_TO BE DONE:_
1. Say whether each statement below agrees with the ski book review, answering yes or no and quoting the deciding words: (a) The book runs 109 pages. (b) Joan Heaton still teaches at the City College of New York. (c) The review calls skiing a closed motor skill.
2. Carry on the ski book review, picking up after its final sentence.

_EXCERPT TO READ:_
═══

At 109 pages this book is little, but don't let its size fool you, it has plenty of good information and advice that is easy to understand. It's intended for "passionate and dedicated skiers who simply want to learn to ski better." I would maybe change the order of that sentence to read "skiers who want to learn simply how to ski better."
The authors, Jim Vigani and Joan Heaton, are two experienced ski instructors from Windham. Joan Heaton's work may be familiar to EpicSki regulars and ski pros who have read her excellent articles in our Premium Article Collection in the Supporter Lounge (The Many Faces of Feedback and Experiential WHAT?). A professor, now retired, of Physical Education at the City College of New York, Joan was responsible for introducing Teaching Styles to PSIA and has been a catalyst of PSIA-Eastern division's outstanding teaching curriculum.
"Balance on your skis, choose your path, and let your movements evolve." Joan teaches us that there are two kinds of motor skills, those which are closed, such as a golf swing, and those which are open, such as skiing. Learning the golf swing requires many repetitions of a movement chain (years even) to be successful. Skiing requires us to think with our feet, so to speak, to respond in the moment, in the now, to new and different challenges in every turn. It's not a sport with a checklist, but one that relies on sensory awareness and distinctions between different sensations that are communicated through the sense of touch.
"Why does learning to ski better take so long?" The answer to this question is what inspired the book, because it led the authors to the work of David A. Kolb, a noted educational theorist in the field of experiential learning. His Experiential Learning Model provides the methodological framework Heaton and Vigani had sought to "supercharge" learning. They discovered that Kolb's learning model plus a simplified model of skiing mechanics yielded amazingly fast results.

═══

_DATA EXCERPTS:_

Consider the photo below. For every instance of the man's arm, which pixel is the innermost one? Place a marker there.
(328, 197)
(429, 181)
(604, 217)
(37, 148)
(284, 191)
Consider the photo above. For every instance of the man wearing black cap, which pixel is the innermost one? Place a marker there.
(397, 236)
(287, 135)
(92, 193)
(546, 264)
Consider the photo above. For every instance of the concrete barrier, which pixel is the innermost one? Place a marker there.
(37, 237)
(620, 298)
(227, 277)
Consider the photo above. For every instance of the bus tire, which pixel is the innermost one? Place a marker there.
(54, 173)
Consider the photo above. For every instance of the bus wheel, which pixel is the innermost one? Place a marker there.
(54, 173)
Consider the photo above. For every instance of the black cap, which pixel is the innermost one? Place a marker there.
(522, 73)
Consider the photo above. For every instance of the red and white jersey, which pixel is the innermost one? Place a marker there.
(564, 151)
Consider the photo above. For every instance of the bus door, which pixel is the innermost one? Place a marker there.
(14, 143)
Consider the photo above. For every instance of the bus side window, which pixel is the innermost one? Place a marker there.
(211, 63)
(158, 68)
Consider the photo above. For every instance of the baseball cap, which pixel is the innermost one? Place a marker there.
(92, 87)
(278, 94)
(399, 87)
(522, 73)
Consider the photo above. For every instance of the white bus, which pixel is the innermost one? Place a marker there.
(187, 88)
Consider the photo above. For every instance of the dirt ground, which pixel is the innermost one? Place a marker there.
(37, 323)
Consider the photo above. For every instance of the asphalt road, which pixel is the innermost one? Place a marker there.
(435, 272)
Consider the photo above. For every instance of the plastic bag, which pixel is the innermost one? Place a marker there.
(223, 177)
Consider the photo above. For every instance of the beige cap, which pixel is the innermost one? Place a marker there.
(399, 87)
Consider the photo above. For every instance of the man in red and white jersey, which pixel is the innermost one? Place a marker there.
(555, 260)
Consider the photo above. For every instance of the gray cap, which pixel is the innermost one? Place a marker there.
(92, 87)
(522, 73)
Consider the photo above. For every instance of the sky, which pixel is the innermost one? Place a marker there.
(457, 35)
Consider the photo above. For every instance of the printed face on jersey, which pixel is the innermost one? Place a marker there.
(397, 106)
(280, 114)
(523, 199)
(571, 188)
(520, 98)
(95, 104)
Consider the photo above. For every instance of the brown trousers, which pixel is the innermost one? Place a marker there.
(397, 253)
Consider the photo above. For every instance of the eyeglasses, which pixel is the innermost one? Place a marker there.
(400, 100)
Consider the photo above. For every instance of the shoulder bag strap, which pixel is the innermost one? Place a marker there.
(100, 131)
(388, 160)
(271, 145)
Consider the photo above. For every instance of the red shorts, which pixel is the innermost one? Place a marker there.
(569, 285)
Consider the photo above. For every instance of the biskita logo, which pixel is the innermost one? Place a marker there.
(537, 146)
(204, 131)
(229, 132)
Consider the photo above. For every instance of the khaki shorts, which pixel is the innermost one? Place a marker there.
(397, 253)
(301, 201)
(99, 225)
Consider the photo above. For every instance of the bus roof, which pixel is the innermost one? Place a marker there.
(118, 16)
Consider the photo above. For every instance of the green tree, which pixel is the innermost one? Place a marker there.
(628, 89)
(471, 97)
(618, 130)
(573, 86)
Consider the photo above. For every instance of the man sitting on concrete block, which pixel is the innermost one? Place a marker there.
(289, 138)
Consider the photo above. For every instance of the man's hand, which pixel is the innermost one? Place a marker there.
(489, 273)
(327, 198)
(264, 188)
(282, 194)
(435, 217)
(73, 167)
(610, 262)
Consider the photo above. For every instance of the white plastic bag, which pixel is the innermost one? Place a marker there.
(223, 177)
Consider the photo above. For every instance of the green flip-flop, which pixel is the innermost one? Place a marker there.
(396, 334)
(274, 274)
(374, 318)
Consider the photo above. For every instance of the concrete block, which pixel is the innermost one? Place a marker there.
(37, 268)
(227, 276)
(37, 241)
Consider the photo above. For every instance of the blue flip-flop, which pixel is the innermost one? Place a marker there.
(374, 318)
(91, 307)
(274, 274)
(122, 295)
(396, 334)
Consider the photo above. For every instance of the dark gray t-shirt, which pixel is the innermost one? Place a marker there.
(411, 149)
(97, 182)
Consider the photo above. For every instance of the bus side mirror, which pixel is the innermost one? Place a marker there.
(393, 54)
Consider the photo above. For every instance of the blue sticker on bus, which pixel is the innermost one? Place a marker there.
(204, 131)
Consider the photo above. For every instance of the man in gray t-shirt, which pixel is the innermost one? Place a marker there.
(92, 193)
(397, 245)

═══

_ANSWERS FOR THIS EXERCISE:_
1.
(a) Yes: "At 109 pages this book is little"
(b) No: "A professor, now retired, of Physical Education at the City College of New York"
(c) No: "those which are open, such as skiing"

2.
The authors believe that "at its core, skiing is basically simple." Some purists may quibble with their simplified model of skiing mechanics, but it does address the most pervasive skiing errors of stance and balance, namely sitting back and the inability to balance on the outside ski. For that reason, fore-aft and lateral balance is the predominant concern. Their first principle is: If you're not in balance, nothing else matters." Furthermore, being in balance is a feeling, not a position. Their second principle is: "Learn to balance on the outside ski first." The third principle is: "Move to engage the tips." The fourth and final principle is: "Everything else is a detail." In other words, pole usage is irrelevant if you're out of balance.
"There is no secret handshake." The "What Am I Doing Wrong" approach to learning skiing is seductive because it presumes there's an expert out there who can give us the secret handshake. However, the way to good skiing for YOU is going to depend on your character, motivation, physical fitness, natural gifts, economics, etc.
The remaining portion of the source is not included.